> **QUOTED PASSAGE**:
Subsequent subsections describe the process of finding the best NLP pipeline, topic model optimization to find the optimum number of topics, and an assessment of the confusion in topic model assignments relative to the SME-assigned categories.

4.1. Pipeline Optimization

Table 3 summarizes the outcome of the stop word engineering process to identify the best NLP pipeline for model optimization. The process identified 179 English stop words and 372 domain-specific stop words, resulting in 3058 unique tokens in the cleaned corpus, which was approximately 35% of the unique tokens in the original corpus. Vectorization with lower and upper outlier filtering for too frequent and too rare words further reduced the number of tokens (features) to 612, which was only about 7% of the unique tokens in the original corpus. This result highlights the efficiency of the text cleaning process to produce a minimal set of features for ML.
Table 3. Outcome of stop word engineering.
Table 4 summarizes the performance of each NLP pipeline in terms of their alignment index components and the H-index. There were four combinations of tokenizers (T) and normalizers based on the best algorithms identified in Table 2. The NLP pipeline included a mix of the CountVectorizer measuring term frequency (TF) and the TfidfVectorizer measuring TF-IDF (TI), each with options for no filtering (0F) and dual filtering (2F) of extreme importance values. The NLP pipeline included combinations of the LDA and NMF topic modelers. Hence, there were 4 (tokenizer/normalizer) × 2 (vectorizers) × 2 (filters) × 2 (topic modelers) = 32 combinations of NLP algorithms in the NLP pipeline. The results show that NLP pipeline 31 yielded the best H-index.
Table 4. NLP pipelines for 11 topics and alignment indices.
Figure 4 is a visualization of the data in Table 4 to show trends. The figure shows the NLP pipelines in eight groups. The following are some observations and insights:
Figure 4. Alignment indices of each NLP pipeline.
1.
The vectorizer extremity filters improved the performance of both LDA (group 2 > group 1) and NMF (group 8 > group 7) topic modeling algorithms.
2.
LDA had an edge over NMF when the pipeline included TF and 2F (group 2 > group 6).
3.
NMF had an edge over LDA when the pipeline included TI and 2F (group 8 > group 4).
4.
In all cases, stemmers performed at least as good as the lemmatizers.
Table 5 lists the top 20 keywords associated with each of the topics (T) assigned by the best NLP pipeline. Figure 5 shows the keyword distribution by TF-IDF for each topic that the model assigned. This distribution validates that there is a point of diminishing returns in keyword importance after 5 to 20 top keywords, depending on the model-assigned topic. For example, topics 2 and 8 exhibit a point of diminishing returns after approximately 5 keywords, whereas topics 3 and 6 show that diminishing returns become apparent as the number of keywords approaches 20.

> **REQUIREMENT**:
Reproduce, word for word, the stretch of the NLP pipeline passage from "Table 4. NLP" through "2 > group 6).".

> **PROVIDED MATERIAL**:
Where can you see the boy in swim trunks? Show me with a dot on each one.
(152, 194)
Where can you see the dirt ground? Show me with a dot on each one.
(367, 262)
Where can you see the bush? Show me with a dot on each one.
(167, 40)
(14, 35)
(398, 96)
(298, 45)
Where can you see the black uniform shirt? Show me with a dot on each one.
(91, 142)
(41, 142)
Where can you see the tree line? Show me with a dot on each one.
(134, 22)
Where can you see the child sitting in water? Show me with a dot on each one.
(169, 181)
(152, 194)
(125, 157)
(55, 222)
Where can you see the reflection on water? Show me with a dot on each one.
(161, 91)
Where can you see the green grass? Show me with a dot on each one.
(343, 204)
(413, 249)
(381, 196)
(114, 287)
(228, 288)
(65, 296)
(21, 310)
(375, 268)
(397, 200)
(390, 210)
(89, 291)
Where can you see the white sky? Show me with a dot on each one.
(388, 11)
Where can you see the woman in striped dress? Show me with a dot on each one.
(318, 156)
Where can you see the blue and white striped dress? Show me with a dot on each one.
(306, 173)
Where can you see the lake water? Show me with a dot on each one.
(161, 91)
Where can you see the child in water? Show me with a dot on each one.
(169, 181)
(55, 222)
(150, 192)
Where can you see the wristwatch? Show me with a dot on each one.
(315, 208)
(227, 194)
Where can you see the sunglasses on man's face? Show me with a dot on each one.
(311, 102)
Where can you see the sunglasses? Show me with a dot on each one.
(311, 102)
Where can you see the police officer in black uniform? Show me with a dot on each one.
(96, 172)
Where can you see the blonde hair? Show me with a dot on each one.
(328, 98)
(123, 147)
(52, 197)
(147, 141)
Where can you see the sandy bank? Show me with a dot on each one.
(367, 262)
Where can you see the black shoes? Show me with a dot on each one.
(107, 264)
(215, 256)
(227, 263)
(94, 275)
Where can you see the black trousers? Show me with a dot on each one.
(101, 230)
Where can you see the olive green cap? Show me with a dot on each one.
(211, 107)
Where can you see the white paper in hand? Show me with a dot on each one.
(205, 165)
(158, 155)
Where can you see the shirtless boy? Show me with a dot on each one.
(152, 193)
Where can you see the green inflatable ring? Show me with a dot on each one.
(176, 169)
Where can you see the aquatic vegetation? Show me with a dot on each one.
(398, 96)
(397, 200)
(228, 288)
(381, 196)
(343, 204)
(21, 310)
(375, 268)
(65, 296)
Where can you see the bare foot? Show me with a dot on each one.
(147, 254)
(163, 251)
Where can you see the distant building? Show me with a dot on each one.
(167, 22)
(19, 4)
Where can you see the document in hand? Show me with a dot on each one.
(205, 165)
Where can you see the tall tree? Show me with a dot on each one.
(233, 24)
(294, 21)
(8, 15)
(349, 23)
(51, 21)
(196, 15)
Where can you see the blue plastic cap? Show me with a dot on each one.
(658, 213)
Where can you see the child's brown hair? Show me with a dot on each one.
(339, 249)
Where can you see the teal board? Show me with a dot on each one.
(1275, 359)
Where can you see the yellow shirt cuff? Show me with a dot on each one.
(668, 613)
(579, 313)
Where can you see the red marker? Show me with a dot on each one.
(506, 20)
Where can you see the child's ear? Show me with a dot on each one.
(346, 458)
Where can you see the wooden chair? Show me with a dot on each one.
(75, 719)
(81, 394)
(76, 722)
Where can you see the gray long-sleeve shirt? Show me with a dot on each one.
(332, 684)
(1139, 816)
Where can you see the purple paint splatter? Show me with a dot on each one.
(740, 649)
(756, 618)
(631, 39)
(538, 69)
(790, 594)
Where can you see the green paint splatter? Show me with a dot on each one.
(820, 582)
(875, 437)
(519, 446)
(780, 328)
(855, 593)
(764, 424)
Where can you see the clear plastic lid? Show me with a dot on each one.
==
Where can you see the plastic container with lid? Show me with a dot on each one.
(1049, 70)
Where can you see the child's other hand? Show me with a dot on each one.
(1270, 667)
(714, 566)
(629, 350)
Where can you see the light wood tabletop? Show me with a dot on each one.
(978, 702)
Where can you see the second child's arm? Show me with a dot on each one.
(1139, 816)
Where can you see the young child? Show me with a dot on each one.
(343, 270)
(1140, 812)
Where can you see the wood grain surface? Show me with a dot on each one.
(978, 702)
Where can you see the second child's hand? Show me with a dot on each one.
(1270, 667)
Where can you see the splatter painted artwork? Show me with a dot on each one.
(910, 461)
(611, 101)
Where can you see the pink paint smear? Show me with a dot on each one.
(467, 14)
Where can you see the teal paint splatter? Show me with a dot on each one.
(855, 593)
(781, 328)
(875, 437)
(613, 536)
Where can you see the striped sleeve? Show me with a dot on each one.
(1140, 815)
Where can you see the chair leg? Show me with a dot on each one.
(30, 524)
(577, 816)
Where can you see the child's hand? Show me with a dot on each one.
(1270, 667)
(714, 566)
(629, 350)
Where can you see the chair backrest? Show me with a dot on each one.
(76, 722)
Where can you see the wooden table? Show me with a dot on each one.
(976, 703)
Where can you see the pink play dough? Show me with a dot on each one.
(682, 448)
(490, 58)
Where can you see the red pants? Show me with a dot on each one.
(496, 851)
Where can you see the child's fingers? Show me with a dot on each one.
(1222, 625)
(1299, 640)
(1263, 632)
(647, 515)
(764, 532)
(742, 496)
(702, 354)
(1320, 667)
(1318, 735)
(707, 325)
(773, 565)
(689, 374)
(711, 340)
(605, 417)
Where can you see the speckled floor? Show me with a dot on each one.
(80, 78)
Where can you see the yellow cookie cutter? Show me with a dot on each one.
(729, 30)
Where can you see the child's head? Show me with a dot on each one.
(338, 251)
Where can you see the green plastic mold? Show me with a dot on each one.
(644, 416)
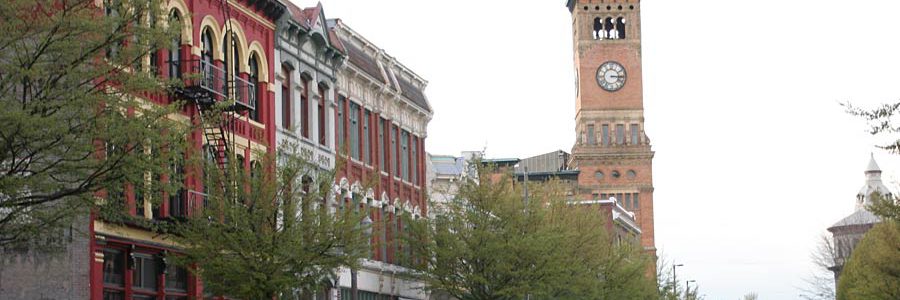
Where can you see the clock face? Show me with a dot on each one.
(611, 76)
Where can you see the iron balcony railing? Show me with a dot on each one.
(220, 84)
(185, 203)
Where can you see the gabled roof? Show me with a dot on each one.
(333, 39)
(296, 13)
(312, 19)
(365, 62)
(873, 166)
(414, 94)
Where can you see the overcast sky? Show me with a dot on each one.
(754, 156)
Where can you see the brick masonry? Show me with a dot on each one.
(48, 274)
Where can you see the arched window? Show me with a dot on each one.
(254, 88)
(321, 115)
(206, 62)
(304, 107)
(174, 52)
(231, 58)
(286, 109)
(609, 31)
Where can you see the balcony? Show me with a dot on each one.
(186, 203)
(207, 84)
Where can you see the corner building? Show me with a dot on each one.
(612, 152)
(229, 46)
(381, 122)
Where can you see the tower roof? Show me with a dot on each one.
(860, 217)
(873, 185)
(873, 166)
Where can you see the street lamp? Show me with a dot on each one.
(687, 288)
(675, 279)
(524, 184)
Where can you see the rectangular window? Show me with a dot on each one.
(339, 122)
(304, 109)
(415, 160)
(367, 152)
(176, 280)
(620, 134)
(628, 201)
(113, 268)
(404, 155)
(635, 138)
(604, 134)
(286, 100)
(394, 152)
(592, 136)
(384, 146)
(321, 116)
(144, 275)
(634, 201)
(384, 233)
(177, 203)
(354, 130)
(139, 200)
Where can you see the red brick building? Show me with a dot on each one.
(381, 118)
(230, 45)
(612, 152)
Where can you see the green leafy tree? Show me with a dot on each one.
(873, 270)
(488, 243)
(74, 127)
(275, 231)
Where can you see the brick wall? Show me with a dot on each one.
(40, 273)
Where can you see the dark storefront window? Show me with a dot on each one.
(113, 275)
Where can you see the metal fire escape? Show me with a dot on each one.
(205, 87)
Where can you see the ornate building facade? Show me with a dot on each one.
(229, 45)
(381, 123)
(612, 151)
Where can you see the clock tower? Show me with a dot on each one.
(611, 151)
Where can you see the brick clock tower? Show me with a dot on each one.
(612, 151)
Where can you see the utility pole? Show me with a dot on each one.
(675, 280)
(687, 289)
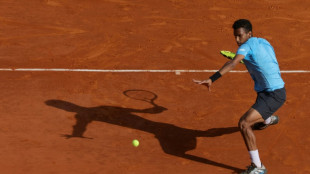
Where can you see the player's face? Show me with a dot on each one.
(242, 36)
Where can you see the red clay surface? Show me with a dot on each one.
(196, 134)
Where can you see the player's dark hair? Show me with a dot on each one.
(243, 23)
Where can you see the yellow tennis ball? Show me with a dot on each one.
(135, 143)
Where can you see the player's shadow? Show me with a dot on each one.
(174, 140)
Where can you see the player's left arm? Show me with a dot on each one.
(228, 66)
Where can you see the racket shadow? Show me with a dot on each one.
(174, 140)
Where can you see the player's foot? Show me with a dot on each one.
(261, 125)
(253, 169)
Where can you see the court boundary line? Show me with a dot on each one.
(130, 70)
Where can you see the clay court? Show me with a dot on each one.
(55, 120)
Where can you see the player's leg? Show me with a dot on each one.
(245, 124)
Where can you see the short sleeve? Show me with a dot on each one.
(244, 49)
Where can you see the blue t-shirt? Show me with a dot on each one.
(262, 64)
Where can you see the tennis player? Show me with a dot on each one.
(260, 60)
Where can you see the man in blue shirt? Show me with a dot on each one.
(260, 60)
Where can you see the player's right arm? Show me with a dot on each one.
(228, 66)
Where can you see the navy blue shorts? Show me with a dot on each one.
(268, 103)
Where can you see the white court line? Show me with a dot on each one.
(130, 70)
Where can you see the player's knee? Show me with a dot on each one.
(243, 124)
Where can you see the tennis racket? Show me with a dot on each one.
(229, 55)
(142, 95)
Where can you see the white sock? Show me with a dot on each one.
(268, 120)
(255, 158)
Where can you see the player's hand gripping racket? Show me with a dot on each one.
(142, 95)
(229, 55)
---
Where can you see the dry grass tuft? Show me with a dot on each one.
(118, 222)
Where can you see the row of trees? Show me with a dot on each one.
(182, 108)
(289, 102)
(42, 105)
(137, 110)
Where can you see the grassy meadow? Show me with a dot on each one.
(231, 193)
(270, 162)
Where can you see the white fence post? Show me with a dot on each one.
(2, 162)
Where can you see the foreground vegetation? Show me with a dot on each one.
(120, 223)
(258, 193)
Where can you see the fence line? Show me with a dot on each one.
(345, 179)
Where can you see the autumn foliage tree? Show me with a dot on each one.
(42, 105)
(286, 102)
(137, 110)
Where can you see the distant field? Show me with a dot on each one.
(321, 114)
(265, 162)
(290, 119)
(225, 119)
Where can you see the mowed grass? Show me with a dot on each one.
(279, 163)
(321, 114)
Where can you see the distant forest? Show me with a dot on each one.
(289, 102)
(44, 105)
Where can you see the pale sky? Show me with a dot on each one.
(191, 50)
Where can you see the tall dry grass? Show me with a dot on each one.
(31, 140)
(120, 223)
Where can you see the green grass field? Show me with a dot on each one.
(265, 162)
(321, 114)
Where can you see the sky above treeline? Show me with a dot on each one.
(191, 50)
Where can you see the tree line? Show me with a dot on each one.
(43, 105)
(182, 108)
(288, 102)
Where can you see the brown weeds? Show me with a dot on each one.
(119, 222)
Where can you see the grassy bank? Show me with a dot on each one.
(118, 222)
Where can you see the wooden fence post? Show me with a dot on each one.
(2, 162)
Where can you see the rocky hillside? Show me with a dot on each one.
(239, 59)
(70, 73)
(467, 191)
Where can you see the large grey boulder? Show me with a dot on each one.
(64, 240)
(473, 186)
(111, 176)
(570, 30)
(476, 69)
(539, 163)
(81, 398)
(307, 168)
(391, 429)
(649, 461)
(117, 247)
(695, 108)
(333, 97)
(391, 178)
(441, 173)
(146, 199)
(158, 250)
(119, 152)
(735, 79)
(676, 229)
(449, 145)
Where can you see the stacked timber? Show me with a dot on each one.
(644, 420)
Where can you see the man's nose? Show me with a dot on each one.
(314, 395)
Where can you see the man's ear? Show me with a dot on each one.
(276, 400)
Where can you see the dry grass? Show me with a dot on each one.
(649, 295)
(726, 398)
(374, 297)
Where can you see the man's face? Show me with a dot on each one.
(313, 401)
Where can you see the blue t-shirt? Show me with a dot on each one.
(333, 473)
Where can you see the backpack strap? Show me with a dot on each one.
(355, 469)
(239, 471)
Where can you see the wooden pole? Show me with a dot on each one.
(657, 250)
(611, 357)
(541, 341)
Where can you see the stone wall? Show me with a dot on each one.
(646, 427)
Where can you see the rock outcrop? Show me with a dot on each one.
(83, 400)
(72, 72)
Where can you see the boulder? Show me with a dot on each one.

> **ANSWER SECTION**:
Table 4. NLP pipelines for 11 topics and alignment indices.
Figure 4 is a visualization of the data in Table 4 to show trends. The figure shows the NLP pipelines in eight groups. The following are some observations and insights:
Figure 4. Alignment indices of each NLP pipeline.
1.
The vectorizer extremity filters improved the performance of both LDA (group 2 > group 1) and NMF (group 8 > group 7) topic modeling algorithms.
2.
LDA had an edge over NMF when the pipeline included TF and 2F (group 2 > group 6).